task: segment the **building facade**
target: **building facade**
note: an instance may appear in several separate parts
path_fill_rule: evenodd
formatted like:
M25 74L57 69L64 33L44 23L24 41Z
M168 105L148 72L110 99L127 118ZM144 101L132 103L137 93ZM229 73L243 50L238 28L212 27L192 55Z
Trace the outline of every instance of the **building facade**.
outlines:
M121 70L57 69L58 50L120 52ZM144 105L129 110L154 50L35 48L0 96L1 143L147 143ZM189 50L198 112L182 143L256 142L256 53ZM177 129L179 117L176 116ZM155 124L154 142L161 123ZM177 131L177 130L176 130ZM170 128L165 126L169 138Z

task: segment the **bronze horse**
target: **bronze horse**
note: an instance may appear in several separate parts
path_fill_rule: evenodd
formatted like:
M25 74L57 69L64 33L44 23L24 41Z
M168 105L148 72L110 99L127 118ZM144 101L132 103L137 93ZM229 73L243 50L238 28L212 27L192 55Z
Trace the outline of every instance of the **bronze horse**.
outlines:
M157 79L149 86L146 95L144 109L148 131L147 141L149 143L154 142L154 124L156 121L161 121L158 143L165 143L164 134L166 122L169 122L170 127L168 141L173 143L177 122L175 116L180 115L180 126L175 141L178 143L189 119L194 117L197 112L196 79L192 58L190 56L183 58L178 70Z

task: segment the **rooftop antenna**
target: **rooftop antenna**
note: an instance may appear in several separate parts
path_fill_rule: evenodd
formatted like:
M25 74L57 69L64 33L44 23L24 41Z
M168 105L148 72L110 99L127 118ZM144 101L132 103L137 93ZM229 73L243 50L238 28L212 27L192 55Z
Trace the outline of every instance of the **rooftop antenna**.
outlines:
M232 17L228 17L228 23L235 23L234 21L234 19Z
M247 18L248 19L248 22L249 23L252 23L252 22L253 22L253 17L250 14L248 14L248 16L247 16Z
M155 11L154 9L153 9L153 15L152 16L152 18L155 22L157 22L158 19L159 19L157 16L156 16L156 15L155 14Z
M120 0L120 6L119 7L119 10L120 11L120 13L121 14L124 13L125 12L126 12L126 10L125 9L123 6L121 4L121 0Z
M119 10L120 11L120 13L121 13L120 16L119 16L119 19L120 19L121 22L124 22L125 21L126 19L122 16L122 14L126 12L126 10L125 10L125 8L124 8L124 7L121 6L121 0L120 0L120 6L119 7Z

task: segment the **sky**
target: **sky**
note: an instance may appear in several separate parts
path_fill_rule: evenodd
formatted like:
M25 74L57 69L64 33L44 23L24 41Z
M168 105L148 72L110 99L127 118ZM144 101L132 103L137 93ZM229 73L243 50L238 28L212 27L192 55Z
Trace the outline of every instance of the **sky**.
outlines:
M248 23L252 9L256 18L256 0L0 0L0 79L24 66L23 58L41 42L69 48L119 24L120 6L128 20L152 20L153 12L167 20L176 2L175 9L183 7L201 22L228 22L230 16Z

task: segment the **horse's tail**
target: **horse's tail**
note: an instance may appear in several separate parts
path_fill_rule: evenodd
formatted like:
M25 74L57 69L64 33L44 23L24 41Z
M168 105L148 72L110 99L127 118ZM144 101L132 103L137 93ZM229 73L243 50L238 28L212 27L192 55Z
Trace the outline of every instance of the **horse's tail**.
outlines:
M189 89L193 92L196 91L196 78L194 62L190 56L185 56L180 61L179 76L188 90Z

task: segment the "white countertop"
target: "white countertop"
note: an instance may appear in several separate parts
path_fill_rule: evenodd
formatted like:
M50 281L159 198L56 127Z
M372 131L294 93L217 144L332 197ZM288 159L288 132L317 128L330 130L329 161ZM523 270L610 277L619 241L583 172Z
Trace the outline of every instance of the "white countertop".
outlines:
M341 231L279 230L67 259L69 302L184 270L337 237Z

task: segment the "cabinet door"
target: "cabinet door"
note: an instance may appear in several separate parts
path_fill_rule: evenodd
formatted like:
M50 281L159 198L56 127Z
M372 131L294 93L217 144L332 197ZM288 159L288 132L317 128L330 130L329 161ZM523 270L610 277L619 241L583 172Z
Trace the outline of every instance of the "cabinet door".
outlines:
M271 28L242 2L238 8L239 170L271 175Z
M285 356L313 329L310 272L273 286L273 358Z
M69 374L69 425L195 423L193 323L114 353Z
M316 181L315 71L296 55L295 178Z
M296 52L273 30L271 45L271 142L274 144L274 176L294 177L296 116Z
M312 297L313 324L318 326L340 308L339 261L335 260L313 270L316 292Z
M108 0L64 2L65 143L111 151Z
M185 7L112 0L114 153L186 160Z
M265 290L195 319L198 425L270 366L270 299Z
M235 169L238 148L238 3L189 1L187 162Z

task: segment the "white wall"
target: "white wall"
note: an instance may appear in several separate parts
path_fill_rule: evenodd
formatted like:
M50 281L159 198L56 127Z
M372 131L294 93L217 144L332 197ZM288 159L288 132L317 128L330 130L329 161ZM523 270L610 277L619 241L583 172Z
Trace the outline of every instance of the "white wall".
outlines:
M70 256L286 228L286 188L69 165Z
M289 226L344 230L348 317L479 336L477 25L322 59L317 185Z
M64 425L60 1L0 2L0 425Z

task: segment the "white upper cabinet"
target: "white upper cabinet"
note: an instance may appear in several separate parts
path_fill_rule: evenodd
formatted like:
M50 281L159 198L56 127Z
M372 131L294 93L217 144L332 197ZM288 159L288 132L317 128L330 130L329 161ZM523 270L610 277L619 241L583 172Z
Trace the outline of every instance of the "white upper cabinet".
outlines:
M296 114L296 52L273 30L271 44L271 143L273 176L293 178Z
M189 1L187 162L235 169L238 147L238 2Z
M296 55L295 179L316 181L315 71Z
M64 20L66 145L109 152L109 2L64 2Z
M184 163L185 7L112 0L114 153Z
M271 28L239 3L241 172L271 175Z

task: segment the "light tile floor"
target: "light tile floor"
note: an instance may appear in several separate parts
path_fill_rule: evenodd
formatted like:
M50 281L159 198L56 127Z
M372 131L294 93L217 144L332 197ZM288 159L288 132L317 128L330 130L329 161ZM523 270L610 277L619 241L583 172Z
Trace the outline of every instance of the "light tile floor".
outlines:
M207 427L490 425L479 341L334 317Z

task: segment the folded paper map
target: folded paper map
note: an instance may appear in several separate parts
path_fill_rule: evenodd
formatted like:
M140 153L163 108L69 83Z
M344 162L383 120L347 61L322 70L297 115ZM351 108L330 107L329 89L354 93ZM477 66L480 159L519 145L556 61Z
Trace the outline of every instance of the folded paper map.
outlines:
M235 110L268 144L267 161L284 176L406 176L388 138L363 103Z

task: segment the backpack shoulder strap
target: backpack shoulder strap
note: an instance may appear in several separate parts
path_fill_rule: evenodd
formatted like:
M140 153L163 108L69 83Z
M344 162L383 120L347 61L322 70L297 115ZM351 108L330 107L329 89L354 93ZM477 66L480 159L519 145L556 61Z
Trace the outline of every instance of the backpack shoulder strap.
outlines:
|---|
Copy the entire listing above line for line, with no changes.

* _Reply to the task_
task: segment the **building facade**
target: **building facade**
note: an instance may appear in several separate parts
path_fill_rule: evenodd
formatted like:
M25 74L57 69L64 33L44 23L24 41Z
M168 105L148 72L110 99L127 118ZM144 101L132 103L137 93ZM229 73L243 50L238 28L212 27L192 55Z
Trace the outline of every instance of the **building facade**.
outlines:
M121 70L57 69L58 50L120 52ZM144 105L129 110L154 50L35 48L0 96L1 143L147 143ZM189 50L198 112L182 143L256 142L256 53ZM177 129L179 117L176 116ZM155 124L154 142L161 123ZM177 131L177 130L176 130ZM170 128L165 126L169 138Z

task: segment the **bronze horse**
target: **bronze horse**
note: an instance may appear in several separate parts
path_fill_rule: evenodd
formatted like:
M25 74L57 69L64 33L44 23L24 41Z
M168 105L148 72L110 99L127 118ZM144 101L132 103L137 93ZM229 73L243 50L238 28L212 27L192 55Z
Trace the outline of every instance of the **bronze horse**.
outlines:
M157 79L149 86L146 95L144 109L148 131L147 141L149 143L154 142L154 124L156 121L161 121L158 143L165 143L164 134L166 122L169 122L170 127L168 141L173 143L177 122L175 116L180 115L180 126L175 141L178 143L189 119L194 117L197 112L196 79L192 58L190 56L183 58L178 70Z

task: segment the **rooftop antenna**
target: **rooftop antenna**
note: an instance may appear in several separate parts
path_fill_rule: evenodd
formatted like:
M25 74L57 69L64 33L44 23L24 41Z
M168 105L148 72L110 99L127 118ZM144 101L132 103L137 93ZM229 73L243 50L238 28L212 27L192 55Z
Trace the outline of every instance of the **rooftop antenna**.
outlines:
M232 17L228 17L228 23L235 23L234 21L234 19Z
M247 18L248 19L248 22L249 23L252 23L252 22L253 22L253 17L250 14L248 14L248 16L247 16Z
M155 11L154 9L153 9L153 15L152 16L152 18L155 22L157 22L158 19L159 19L157 16L156 16L156 15L155 14Z
M120 0L120 6L119 7L119 10L120 11L120 13L121 14L124 13L125 12L126 12L126 10L125 9L123 6L121 4L121 0Z
M119 10L120 11L120 13L121 13L120 16L119 16L119 19L120 19L121 22L124 22L125 21L126 19L122 16L122 14L126 12L126 10L125 10L125 8L124 8L124 7L121 6L121 0L120 0L120 6L119 7Z

task: segment the **sky**
target: **sky**
note: an instance may appear in several separate parts
path_fill_rule: evenodd
formatted like:
M25 74L57 69L64 33L44 23L24 41Z
M168 105L148 72L110 99L127 118ZM144 101L132 103L137 93ZM229 73L243 50L238 28L212 27L192 55Z
Trace the outline of every instance of the **sky**.
outlines:
M248 23L252 9L256 18L256 0L0 0L0 79L24 66L23 58L41 42L69 48L119 24L120 6L128 20L152 20L153 12L167 20L176 2L175 9L183 7L201 22L228 22L230 16Z

task: segment the **horse's tail**
target: **horse's tail**
note: an instance may appear in several separate parts
path_fill_rule: evenodd
formatted like:
M25 74L57 69L64 33L44 23L24 41Z
M168 105L148 72L110 99L127 118ZM144 101L132 103L137 93ZM229 73L243 50L238 28L212 27L192 55Z
Trace the outline of every instance of the **horse's tail**.
outlines:
M189 89L193 92L196 91L196 78L194 62L190 56L185 56L180 61L179 76L188 90Z

task: segment the "white countertop"
target: "white countertop"
note: an instance may appear in several separate parts
path_fill_rule: evenodd
formatted like:
M50 281L159 198L56 127Z
M372 131L294 93L217 144L332 197ZM288 159L288 132L317 128L330 130L329 161ZM523 270L610 277L619 241L583 172Z
Trace the outline of every instance of the "white countertop".
outlines:
M341 231L279 230L67 259L69 302L184 270L337 237Z

task: segment the "cabinet door"
target: "cabinet door"
note: an instance may appear in several separate parts
path_fill_rule: evenodd
formatted like:
M50 281L159 198L56 127Z
M372 131L294 93L217 144L332 197ZM288 159L288 132L317 128L330 130L329 161ZM523 270L610 277L619 241L583 172Z
Trace the outline of every instance of the "cabinet door".
outlines:
M271 28L242 2L238 8L239 170L271 175Z
M285 356L313 329L310 272L273 286L273 358Z
M69 374L69 425L195 423L193 323L114 353Z
M316 181L315 71L296 55L295 178Z
M296 52L273 30L271 45L271 142L274 144L274 176L294 177L296 116Z
M312 297L313 324L318 326L340 308L339 261L335 260L313 270L316 292Z
M108 0L64 2L65 143L111 151Z
M185 7L112 0L114 153L186 160Z
M265 290L195 319L198 425L270 366L270 299Z
M235 169L238 148L238 3L189 1L187 162Z

task: segment the "white wall"
target: "white wall"
note: an instance may appear in several separate parts
path_fill_rule: evenodd
formatted like:
M50 281L159 198L56 127Z
M372 131L294 93L217 144L332 197ZM288 159L288 132L317 128L330 130L329 161ZM523 270L610 277L619 241L583 172Z
Trace the outline of every instance of the "white wall".
outlines:
M70 256L286 228L286 188L69 165Z
M289 226L344 230L348 317L479 336L477 25L322 59L317 185Z
M64 425L60 1L0 2L0 425Z

task: segment the "white upper cabinet"
target: "white upper cabinet"
note: an instance may appear in several separate parts
path_fill_rule: evenodd
formatted like:
M50 281L159 198L56 127Z
M372 131L294 93L217 144L332 197ZM288 159L288 132L317 128L330 130L329 161ZM523 270L610 277L619 241L583 172Z
Trace the outline of every instance of the "white upper cabinet".
outlines:
M296 114L296 52L273 30L271 44L271 143L273 176L293 178Z
M189 1L187 162L235 169L238 147L238 2Z
M296 55L295 179L316 181L315 71Z
M64 20L66 145L109 152L109 2L64 2Z
M184 163L185 7L112 0L114 153Z
M271 28L239 3L241 172L271 175Z

task: segment the "light tile floor"
target: "light tile floor"
note: an instance may appear in several separate parts
path_fill_rule: evenodd
formatted like:
M50 281L159 198L56 127Z
M372 131L294 93L217 144L332 197ZM288 159L288 132L317 128L330 130L329 161ZM523 270L610 277L619 241L583 172Z
Trace the outline of every instance of the "light tile floor".
outlines:
M207 427L490 425L479 341L334 317Z

task: segment the folded paper map
target: folded paper map
note: an instance may appear in several separate parts
path_fill_rule: evenodd
formatted like:
M140 153L163 108L69 83Z
M344 162L383 120L347 61L322 70L297 115ZM351 108L330 107L329 89L354 93ZM477 66L480 159L519 145L556 61Z
Trace the outline of every instance of the folded paper map.
outlines:
M235 110L268 144L267 161L284 176L406 176L388 138L363 103Z

task: segment the backpack shoulder strap
target: backpack shoulder strap
note: an instance may appear in several separate parts
path_fill_rule: evenodd
formatted like:
M140 153L163 108L69 83Z
M344 162L383 120L347 61L322 70L297 115ZM351 108L330 107L329 89L354 93ZM477 66L480 159L519 145L556 61Z
Trace the outline of every instance of the backpack shoulder strap.
outlines:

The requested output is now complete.